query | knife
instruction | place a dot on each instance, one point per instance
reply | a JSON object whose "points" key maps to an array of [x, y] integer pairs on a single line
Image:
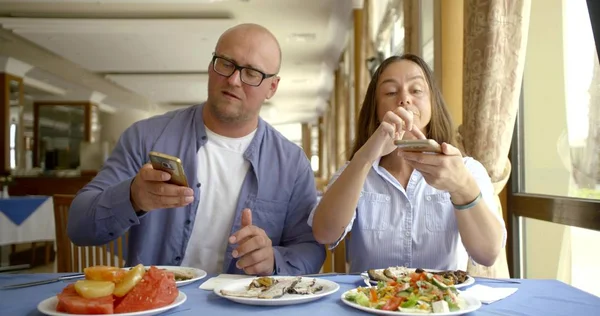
{"points": [[63, 278]]}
══════════
(TO DO)
Reproduce each line of the entries above word for word, leaving the pictures out.

(COMPLETED EXERCISE)
query | knife
instruction | place a dot on each instance, one point per instance
reply | a JSON object whose "points" key maps to an array of [x, y] integer pairs on a single line
Image:
{"points": [[63, 278]]}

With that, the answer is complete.